*What is required*: Take the material and output all of it exactly.

(Items listed in a dataset)
· · · · ·
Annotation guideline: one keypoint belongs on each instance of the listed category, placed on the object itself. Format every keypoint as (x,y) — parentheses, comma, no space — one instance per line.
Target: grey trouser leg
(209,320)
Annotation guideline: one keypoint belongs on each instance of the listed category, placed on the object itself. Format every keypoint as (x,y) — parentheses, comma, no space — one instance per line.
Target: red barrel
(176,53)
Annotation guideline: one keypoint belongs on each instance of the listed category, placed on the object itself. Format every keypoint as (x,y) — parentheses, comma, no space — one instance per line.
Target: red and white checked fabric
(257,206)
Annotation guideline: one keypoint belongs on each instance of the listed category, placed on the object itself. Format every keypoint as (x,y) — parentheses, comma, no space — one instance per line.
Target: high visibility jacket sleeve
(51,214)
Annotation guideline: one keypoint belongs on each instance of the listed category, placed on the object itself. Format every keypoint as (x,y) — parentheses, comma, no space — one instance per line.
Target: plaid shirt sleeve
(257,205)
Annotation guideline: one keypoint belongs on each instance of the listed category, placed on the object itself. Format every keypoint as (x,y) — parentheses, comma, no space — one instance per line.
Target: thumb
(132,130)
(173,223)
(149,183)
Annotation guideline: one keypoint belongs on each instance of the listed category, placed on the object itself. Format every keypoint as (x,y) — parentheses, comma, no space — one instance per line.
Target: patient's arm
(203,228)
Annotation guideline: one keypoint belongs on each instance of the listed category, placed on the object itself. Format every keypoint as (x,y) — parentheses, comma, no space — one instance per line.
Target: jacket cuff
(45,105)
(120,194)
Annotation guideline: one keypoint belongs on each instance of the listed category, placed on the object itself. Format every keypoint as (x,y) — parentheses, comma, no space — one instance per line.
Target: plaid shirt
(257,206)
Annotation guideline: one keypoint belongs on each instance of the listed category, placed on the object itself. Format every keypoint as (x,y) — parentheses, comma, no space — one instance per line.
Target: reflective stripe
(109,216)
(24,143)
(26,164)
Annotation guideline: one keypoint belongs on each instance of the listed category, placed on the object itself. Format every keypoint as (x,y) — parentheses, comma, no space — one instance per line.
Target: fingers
· · · · ·
*Full output*:
Annotation guideline: one keypoint belongs on each instance of the listed category, placed on the object itself. Format every keypoint as (x,y) — parentheses, comma, no space — one instance per line.
Target: grey trouser leg
(209,320)
Annotation guideline: one keypoint belongs on each instance of the listed category, placed on the object itself. Format every keypoint as (x,y) — parentheses, comma, no space — one instance per line.
Target: red barrel
(176,53)
Annotation guideline: one keypoint belongs on each instance of the listed category, placed on the object itself. Format every keypoint as (x,y) — parentheses, comma, no space — one instance per line.
Target: red and white checked fabric
(257,206)
Annotation guideline: one keypoint belongs on each instance of the listed category, placed on the object itself. Format every keypoint as (x,y) — parentheses, comma, no space — one instance per line.
Target: high visibility jacket sleeve
(51,214)
Annotation guideline: one keypoint belongs on each instance of the listed category, placed on the object itself. Format every keypoint as (x,y) — parentheses, comma, no space — one instance per line.
Target: plaid shirt sleeve
(257,205)
Annotation guideline: one keypoint belongs on each instance of the listed category, placed on the object itself. Format every keypoint as (x,y) — parentheses, comma, no space — one instance per line.
Target: thumb
(132,130)
(173,223)
(149,183)
Annotation guideline: one keypoint belongs on each instance of the listed category, placed on the object itself. Format every keypoint as (x,y) — parentheses, comma, no space — one instance per line.
Target: patient's arm
(203,228)
Annotation guideline: one keypoint belongs on each instance of the listed category, placed on the object itself. Format every keypoint as (x,y) — parentheses, comma, no space — one instance per line.
Target: jacket cuff
(45,105)
(120,194)
Annotation guideline: one keypoint belongs on each instance of the listed category, placed on the object itself. Format every keypoint as (x,y) — parentheses, comma, no space — one instance per line.
Target: plaid shirt
(257,206)
Annotation guideline: one keypoint belongs on each instance of the listed category, placed on the object itself. Format every keypoint as (x,y) — parentheses, comma, no space — one instance per line.
Target: reflective stripe
(109,216)
(24,143)
(26,164)
Annotation guideline: one keypoint belongs on each instance of the listed category, placed on the object itself. Format every keypoint as (x,y) — parentheses, comma, no space — one instance per line.
Target: fingers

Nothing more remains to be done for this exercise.